## Problem to solve
Reproduce the whole listing below word for word, leaving out the pictures.

— Start of Records provided —

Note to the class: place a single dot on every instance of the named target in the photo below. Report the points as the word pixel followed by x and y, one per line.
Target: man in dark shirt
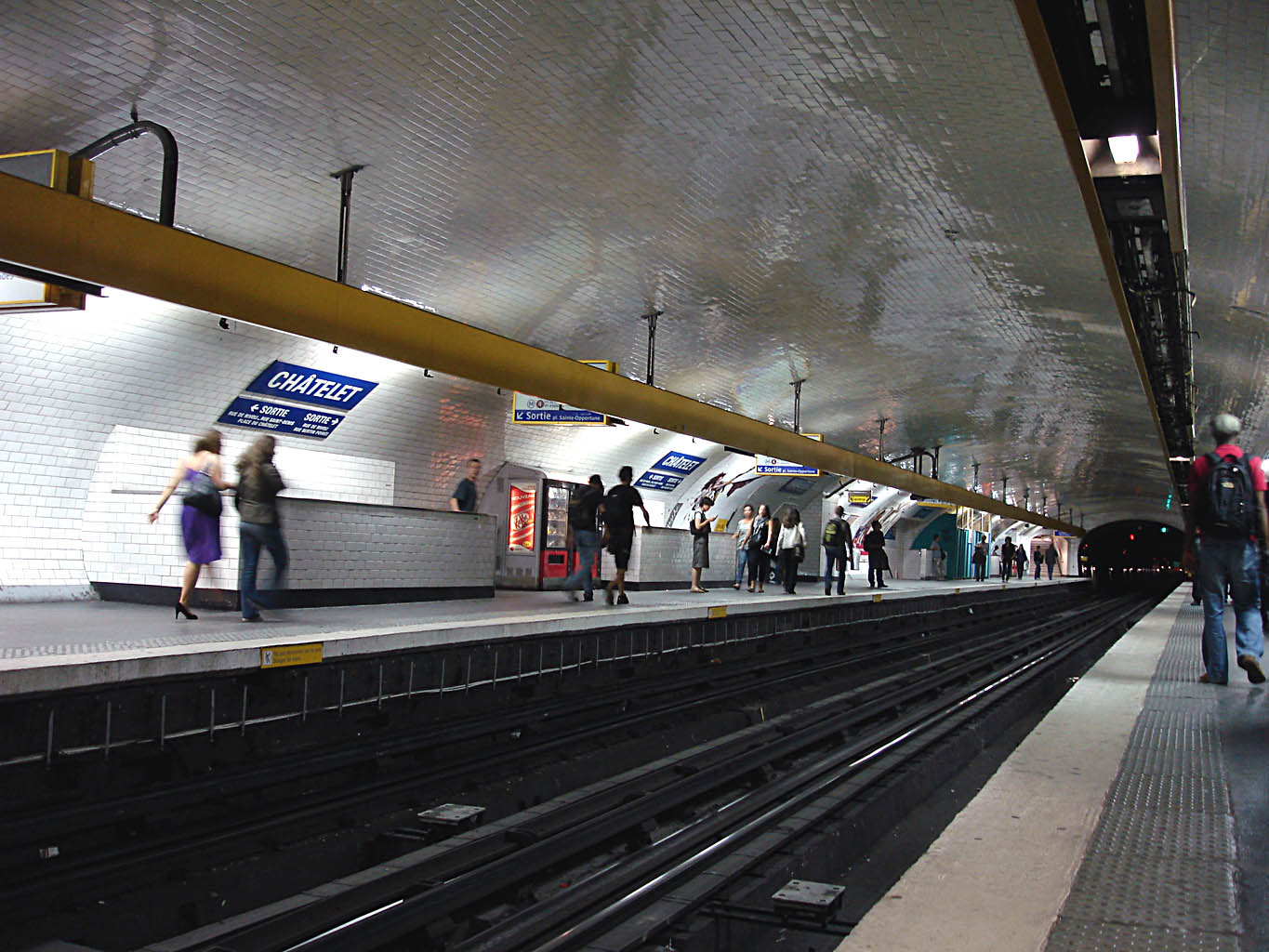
pixel 875 545
pixel 465 496
pixel 1227 558
pixel 1007 559
pixel 619 521
pixel 835 549
pixel 583 514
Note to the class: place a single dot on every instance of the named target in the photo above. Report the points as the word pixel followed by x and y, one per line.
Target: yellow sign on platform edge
pixel 288 655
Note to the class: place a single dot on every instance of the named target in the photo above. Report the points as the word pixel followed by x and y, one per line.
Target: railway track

— End of Records provided —

## The response
Note to the class: place a single dot on every instance of the named target in the photo below. Report the points as the word pixel followed by x and y, one per line.
Target: man in dark shirt
pixel 875 545
pixel 465 496
pixel 1227 558
pixel 1007 559
pixel 619 521
pixel 835 549
pixel 583 514
Note to the class: place a single dot on every instance of the named target in the photo above. Report the points as the word pixel followed by x and y, one per line.
Target: yellow sign on platform edge
pixel 288 655
Note to the class: place a single dot on every instance of the named target in the photo above. Report the points as the word pixel followed by x and y, one per line.
Target: railway track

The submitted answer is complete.